### [YOUR INSTRUCTIONS]
Only one stretch of the listing below is wanted. Give it again exactly, from the line with "white flagpole, one" through the line with "Annotate the yellow".

### [GIVEN ENTRIES]
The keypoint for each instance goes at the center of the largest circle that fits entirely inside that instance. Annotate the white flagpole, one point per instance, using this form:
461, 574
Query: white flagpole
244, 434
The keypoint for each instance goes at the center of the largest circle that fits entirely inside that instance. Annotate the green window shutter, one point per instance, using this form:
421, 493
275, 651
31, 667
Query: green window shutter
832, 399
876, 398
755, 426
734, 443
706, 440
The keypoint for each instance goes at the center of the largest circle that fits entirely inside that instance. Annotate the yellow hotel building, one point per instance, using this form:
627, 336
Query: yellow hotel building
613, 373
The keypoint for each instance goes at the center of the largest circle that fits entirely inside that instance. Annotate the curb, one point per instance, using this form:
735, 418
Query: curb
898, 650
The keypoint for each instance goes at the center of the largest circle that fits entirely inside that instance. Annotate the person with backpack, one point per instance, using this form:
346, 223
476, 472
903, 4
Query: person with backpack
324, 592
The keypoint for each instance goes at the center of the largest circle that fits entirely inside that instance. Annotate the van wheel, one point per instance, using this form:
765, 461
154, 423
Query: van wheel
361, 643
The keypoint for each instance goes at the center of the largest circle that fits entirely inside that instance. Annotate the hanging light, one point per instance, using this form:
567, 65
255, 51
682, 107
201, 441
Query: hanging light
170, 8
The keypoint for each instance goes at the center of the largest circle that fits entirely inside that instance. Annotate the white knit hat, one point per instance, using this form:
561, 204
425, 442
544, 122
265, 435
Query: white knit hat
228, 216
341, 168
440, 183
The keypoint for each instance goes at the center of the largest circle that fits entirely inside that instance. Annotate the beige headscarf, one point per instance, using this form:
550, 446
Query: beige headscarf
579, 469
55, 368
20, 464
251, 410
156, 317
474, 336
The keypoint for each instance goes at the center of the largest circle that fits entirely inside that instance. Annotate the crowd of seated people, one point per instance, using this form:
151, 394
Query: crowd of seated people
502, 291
---
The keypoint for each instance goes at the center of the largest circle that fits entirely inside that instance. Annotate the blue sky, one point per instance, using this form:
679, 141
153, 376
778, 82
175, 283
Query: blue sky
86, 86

### [THE COMPLETED TASK]
The keypoint for each instance goes at the center of the largest circle that fits entirely inside that instance. Annotate the white flagpole, one point per instance, using this form:
461, 574
Query: white flagpole
244, 434
The keypoint for each instance goes at the center of the largest circle that fits entirely inside that instance. Annotate the green window shutter, one point per instance, using this form:
421, 493
275, 651
31, 667
Query: green window shutter
832, 399
876, 398
755, 426
734, 443
706, 440
The keypoint for each instance goes at the center of the largest circle that fits entirely inside that instance. Annotate the yellow hotel building, one point per instance, using this form:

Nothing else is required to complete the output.